(Collection entries)

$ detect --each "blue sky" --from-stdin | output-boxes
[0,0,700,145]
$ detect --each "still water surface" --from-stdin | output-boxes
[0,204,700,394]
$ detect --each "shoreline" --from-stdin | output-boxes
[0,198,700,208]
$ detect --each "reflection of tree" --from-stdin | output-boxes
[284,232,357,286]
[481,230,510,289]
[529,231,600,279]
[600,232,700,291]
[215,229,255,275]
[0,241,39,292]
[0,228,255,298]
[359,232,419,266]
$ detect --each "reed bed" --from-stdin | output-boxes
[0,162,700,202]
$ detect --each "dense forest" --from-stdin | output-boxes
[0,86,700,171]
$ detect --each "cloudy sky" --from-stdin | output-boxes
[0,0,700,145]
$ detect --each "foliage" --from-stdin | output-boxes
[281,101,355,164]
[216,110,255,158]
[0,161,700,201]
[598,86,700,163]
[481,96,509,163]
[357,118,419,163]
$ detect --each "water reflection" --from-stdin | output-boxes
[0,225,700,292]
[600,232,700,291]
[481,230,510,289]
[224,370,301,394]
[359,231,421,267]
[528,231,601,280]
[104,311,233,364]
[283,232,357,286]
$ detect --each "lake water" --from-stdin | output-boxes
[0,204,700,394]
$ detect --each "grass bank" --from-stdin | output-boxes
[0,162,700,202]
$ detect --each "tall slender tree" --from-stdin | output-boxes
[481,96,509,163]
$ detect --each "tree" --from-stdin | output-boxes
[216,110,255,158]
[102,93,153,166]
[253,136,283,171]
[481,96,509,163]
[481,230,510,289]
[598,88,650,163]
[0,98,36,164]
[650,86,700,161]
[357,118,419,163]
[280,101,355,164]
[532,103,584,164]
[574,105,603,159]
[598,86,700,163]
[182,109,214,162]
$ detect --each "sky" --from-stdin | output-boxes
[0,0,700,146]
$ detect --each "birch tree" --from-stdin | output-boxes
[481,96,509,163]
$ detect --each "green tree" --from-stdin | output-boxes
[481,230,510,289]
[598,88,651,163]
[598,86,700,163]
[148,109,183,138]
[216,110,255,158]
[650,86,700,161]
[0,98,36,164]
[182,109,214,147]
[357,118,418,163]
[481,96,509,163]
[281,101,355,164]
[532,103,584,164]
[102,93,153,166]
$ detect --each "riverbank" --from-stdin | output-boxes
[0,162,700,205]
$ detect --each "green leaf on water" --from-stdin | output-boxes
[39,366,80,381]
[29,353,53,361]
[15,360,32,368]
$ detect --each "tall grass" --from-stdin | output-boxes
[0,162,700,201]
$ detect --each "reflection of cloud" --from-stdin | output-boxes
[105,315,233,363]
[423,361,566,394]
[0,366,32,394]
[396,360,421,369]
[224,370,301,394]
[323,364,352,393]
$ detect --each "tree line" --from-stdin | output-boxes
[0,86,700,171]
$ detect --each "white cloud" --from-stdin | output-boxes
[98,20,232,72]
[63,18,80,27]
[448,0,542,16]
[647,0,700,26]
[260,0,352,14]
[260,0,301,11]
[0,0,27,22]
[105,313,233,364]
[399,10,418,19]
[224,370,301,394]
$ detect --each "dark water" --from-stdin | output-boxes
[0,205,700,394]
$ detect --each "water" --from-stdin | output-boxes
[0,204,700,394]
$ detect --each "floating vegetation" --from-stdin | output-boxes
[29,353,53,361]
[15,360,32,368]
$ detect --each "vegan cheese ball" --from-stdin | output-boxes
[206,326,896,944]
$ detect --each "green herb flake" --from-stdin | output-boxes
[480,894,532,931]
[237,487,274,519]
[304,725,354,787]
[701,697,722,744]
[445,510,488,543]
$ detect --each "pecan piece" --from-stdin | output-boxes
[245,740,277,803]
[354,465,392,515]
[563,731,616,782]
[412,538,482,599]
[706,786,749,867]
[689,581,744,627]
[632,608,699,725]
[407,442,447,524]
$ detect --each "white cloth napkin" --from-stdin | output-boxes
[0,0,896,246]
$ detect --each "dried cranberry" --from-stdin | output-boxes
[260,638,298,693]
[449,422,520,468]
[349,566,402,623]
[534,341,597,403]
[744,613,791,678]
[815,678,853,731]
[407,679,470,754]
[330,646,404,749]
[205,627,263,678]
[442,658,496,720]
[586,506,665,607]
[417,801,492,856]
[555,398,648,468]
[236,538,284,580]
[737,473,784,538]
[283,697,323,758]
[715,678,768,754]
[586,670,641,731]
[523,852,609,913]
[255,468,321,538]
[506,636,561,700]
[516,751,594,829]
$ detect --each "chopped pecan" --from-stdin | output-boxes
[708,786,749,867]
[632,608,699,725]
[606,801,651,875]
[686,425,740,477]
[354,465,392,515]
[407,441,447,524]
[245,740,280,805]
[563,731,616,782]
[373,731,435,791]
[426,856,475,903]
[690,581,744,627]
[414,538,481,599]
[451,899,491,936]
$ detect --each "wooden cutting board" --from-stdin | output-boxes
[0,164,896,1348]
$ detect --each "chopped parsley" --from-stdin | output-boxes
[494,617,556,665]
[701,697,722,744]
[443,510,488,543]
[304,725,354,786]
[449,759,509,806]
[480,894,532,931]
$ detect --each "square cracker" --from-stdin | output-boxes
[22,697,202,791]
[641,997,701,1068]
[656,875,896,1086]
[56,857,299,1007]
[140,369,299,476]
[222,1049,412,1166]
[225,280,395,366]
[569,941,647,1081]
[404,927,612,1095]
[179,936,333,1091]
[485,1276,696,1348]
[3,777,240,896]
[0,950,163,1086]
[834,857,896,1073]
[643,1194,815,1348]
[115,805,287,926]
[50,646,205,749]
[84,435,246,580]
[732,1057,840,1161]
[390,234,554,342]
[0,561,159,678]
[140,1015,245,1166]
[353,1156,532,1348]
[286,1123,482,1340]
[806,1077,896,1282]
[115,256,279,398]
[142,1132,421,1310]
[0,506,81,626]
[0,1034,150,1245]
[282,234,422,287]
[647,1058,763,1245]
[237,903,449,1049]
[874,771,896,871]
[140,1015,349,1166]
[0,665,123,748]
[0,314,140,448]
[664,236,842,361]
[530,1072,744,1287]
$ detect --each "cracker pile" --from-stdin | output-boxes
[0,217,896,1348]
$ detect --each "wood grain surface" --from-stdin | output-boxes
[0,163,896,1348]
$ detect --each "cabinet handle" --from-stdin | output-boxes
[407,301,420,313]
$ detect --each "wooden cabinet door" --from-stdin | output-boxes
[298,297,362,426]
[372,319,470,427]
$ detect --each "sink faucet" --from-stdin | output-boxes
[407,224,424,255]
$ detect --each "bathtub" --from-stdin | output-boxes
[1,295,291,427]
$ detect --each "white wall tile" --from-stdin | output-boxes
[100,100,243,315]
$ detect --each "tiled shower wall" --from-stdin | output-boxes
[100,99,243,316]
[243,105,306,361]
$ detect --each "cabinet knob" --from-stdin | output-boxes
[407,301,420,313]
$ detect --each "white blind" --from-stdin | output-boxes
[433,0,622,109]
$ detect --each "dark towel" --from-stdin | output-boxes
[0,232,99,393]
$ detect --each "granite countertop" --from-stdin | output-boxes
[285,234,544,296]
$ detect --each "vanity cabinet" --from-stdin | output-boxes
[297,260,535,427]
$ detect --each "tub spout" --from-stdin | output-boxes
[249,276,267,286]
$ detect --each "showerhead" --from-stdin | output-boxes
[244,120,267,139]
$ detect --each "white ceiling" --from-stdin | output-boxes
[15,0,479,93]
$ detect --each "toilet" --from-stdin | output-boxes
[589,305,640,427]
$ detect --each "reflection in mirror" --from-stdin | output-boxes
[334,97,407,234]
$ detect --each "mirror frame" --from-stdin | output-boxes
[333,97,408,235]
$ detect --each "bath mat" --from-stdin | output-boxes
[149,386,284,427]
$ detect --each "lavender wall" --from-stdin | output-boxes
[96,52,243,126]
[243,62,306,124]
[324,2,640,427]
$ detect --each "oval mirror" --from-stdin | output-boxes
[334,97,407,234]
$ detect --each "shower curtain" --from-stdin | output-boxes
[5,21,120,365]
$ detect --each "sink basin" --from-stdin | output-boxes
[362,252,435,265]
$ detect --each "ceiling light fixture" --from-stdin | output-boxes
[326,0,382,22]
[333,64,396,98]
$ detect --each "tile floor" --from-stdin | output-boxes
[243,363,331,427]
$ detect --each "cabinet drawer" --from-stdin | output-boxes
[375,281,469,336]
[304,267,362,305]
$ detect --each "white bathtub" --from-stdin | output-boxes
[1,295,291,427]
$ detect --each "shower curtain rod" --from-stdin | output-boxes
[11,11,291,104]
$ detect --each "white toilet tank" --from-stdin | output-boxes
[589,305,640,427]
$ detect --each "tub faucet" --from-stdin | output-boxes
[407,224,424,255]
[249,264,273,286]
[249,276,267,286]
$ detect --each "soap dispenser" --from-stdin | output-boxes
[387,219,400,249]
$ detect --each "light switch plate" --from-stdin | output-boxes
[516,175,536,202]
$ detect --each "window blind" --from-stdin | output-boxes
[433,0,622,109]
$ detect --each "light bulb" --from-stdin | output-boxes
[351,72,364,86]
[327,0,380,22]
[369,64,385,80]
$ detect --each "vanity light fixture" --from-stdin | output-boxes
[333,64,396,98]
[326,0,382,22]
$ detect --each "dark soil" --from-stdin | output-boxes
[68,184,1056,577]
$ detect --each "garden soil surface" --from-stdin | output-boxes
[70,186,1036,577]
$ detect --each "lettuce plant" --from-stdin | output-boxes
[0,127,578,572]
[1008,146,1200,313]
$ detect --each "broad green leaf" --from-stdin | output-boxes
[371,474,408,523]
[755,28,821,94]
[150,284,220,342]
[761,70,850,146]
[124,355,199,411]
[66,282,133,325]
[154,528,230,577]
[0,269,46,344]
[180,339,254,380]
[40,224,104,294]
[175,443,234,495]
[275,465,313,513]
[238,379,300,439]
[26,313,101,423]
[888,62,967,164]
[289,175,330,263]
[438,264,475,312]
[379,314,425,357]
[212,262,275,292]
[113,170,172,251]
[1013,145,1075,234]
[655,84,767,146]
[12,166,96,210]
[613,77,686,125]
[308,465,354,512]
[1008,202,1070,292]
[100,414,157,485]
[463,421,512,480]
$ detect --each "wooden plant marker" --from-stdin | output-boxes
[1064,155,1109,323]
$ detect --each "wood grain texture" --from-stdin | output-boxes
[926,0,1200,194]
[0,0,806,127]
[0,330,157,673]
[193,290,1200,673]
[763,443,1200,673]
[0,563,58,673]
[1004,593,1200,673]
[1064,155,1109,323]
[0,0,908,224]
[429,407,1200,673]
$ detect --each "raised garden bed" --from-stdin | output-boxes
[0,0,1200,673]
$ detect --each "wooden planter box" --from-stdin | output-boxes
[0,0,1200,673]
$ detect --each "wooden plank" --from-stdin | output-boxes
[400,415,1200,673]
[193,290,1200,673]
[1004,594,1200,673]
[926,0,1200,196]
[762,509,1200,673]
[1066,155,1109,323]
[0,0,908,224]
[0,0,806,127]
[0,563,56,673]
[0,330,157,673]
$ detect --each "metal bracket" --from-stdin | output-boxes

**SHORT PROBLEM:**
Pick out each line in the records above that contains the word "sink", and copy those lines.

**EXPECTED OUTPUT:**
$ detect --each "sink faucet" --from-stdin | output-boxes
$ detect --each "sink basin" --from-stdin | output-boxes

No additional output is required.